§ Material for this exercise:
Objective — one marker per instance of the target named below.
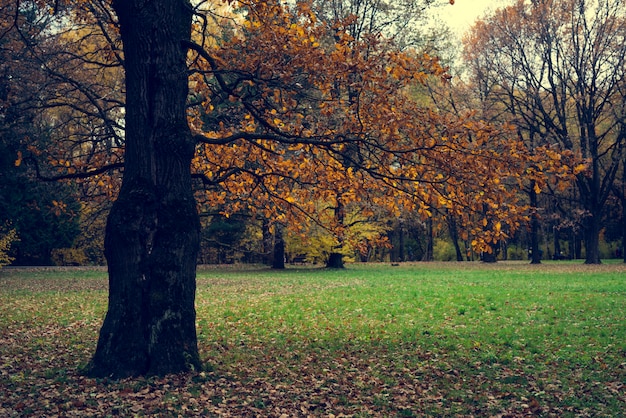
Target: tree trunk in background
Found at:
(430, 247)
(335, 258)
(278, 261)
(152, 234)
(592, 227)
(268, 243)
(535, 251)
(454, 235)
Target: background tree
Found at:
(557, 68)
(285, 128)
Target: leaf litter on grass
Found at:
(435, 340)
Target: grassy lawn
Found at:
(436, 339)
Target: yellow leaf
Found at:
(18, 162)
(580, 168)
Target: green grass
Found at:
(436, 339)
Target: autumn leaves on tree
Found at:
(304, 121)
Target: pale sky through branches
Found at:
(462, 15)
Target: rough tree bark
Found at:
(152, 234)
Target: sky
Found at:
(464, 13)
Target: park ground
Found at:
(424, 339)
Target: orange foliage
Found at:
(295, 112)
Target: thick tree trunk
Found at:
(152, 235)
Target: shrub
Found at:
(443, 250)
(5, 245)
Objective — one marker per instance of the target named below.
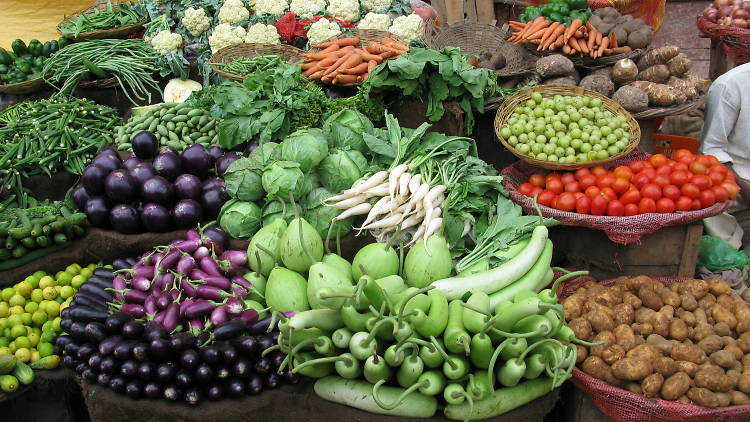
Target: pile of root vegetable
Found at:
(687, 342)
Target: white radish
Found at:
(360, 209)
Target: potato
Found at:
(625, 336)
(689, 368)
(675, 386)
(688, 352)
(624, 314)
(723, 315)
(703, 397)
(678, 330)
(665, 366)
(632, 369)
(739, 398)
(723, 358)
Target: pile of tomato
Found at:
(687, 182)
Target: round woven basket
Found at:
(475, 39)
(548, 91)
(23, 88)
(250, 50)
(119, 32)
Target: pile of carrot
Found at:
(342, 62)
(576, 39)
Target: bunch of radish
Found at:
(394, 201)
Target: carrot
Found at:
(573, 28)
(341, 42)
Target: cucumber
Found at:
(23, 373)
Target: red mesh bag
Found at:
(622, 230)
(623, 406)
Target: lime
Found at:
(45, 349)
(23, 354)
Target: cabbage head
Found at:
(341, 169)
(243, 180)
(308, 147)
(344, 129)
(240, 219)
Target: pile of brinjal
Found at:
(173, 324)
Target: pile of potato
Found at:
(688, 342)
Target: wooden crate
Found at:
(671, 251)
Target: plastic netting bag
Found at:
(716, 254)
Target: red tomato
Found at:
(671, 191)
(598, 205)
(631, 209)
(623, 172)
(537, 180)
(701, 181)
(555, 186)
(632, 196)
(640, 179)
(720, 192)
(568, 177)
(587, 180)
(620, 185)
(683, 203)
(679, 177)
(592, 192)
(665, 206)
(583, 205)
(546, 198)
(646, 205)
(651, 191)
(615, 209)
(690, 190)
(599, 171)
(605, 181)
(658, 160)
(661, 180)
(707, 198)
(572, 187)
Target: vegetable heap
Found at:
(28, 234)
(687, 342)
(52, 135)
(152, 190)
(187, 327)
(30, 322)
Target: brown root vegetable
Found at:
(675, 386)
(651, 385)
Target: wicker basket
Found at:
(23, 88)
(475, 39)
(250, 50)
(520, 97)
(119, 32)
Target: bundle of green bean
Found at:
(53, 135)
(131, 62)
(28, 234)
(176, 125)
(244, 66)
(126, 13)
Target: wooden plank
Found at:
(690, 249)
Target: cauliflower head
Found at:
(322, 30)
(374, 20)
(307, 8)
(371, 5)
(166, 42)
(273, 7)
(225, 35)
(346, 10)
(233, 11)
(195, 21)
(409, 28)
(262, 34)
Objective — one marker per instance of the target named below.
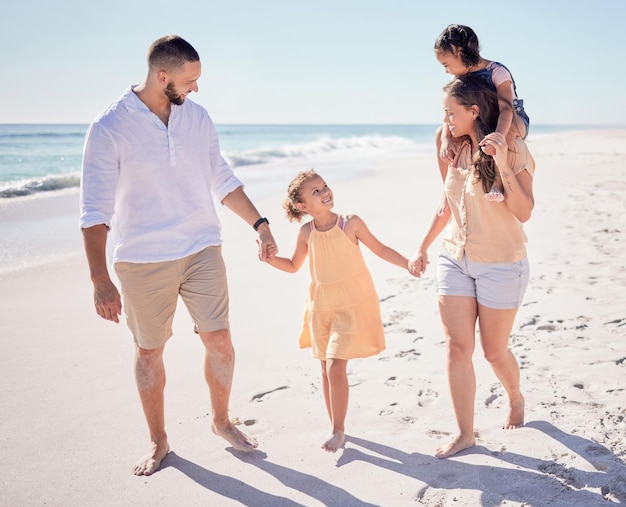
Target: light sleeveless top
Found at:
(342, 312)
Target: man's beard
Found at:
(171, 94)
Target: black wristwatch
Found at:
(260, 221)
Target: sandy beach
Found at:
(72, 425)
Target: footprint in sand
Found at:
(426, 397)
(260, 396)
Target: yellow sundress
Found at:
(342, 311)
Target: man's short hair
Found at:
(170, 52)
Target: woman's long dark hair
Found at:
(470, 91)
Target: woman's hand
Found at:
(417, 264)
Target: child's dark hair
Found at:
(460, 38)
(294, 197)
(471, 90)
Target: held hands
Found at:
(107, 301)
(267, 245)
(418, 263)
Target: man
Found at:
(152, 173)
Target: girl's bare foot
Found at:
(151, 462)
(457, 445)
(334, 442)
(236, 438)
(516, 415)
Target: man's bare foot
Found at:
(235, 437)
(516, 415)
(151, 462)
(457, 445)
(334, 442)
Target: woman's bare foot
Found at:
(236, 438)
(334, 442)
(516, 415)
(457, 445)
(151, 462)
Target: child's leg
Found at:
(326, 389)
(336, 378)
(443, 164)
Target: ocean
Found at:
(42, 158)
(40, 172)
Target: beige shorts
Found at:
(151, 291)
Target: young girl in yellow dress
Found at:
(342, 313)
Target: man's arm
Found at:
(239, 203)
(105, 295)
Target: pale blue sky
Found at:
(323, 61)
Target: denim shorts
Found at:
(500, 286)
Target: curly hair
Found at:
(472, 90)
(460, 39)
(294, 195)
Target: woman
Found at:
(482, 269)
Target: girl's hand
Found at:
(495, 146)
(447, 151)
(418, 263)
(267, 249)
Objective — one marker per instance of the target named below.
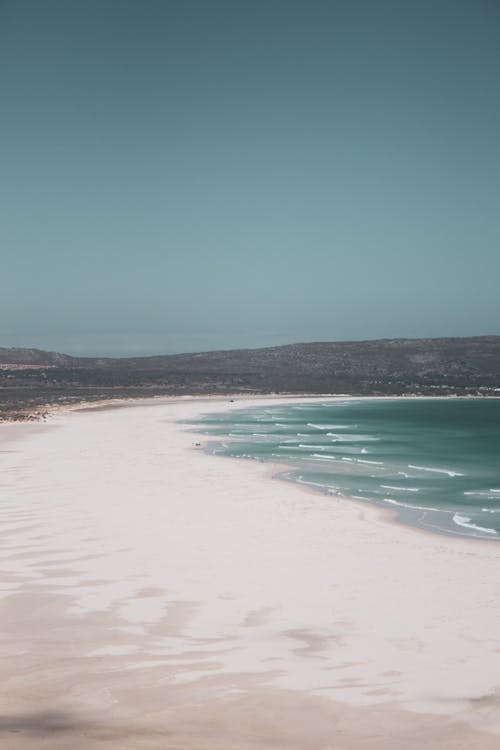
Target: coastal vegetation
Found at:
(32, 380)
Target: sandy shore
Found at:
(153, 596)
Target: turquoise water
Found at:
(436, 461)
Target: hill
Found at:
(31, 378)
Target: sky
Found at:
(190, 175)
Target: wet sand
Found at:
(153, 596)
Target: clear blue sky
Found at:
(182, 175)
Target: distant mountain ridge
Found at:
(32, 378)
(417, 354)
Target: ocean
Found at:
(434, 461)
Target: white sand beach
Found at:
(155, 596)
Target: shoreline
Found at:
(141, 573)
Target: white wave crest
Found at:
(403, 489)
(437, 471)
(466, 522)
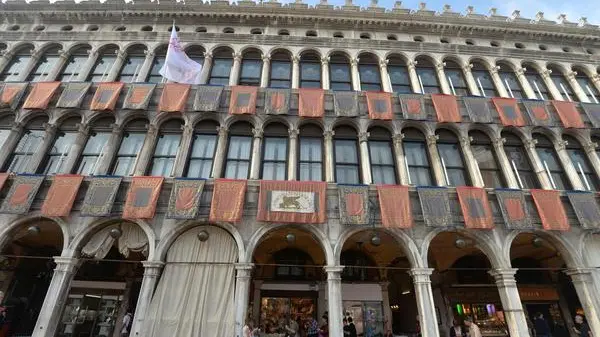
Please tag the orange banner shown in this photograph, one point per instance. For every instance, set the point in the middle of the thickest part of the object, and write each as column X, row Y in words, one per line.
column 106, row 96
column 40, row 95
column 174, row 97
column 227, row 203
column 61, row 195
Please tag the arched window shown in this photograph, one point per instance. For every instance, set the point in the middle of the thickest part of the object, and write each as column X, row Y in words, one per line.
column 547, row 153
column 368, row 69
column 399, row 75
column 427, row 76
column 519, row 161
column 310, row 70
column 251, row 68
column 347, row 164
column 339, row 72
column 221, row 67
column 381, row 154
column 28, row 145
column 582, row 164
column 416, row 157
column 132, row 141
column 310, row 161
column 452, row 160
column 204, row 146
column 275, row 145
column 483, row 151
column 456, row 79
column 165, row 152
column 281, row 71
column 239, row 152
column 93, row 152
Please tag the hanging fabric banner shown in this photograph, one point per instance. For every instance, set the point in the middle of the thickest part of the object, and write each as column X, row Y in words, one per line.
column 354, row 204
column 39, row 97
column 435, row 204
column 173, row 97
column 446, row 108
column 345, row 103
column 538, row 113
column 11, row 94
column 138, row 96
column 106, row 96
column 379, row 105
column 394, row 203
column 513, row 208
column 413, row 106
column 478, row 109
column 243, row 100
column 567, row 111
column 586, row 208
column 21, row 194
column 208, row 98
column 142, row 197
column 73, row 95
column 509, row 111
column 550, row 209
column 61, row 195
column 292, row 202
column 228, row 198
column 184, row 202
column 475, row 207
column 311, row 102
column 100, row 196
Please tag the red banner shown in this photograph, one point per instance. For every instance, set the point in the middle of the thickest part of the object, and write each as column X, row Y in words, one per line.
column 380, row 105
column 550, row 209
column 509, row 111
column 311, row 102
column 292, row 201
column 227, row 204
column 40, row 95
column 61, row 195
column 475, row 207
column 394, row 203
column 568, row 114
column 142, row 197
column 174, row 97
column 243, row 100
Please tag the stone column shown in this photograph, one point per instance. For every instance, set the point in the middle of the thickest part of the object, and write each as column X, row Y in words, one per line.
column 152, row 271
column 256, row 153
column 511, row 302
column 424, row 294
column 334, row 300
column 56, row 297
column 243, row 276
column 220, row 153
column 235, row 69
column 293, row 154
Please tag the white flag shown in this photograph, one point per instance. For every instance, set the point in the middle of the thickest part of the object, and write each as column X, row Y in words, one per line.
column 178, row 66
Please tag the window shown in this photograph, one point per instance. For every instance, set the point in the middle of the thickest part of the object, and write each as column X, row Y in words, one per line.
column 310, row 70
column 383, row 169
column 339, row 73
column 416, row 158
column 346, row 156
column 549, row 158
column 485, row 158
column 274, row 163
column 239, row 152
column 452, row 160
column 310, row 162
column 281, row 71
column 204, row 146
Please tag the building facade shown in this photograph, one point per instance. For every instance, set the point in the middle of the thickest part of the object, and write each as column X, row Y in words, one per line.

§ Stated problem: Each line from the one containing "Please tag the window" through the end of the entries, both included, is to be returned exactly, with no other lines.

§ Result of the task:
Please tag the window shown in this photograph, one point per instance. For every instance, set the point in the middle of the thickest part of the object, and write each as column X, row Y in words, one per line.
column 310, row 70
column 383, row 169
column 339, row 73
column 416, row 158
column 346, row 156
column 549, row 158
column 485, row 158
column 274, row 163
column 239, row 152
column 452, row 160
column 310, row 162
column 281, row 71
column 204, row 146
Please tag the building facade shown in this photograph, one point per instance. For every instance, set the point in the middle of the thickest part of the object, and write each as column X, row Y in words, one per line.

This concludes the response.